#### [TASK DETAILS]
From the entries provided below, copy each line that contains the word "spot".

-------- MATERIAL PROVIDED

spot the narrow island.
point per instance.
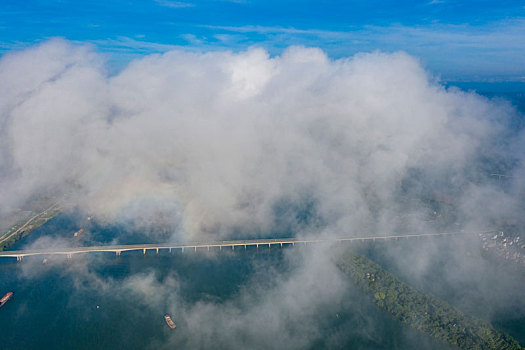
(23, 228)
(424, 312)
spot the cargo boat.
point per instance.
(169, 322)
(5, 298)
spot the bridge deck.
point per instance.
(69, 251)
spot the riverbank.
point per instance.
(423, 312)
(22, 229)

----------------

#### [ANSWER TO THIS TASK]
spot the narrow island.
spot the cargo boat.
spot the bridge deck.
spot the riverbank.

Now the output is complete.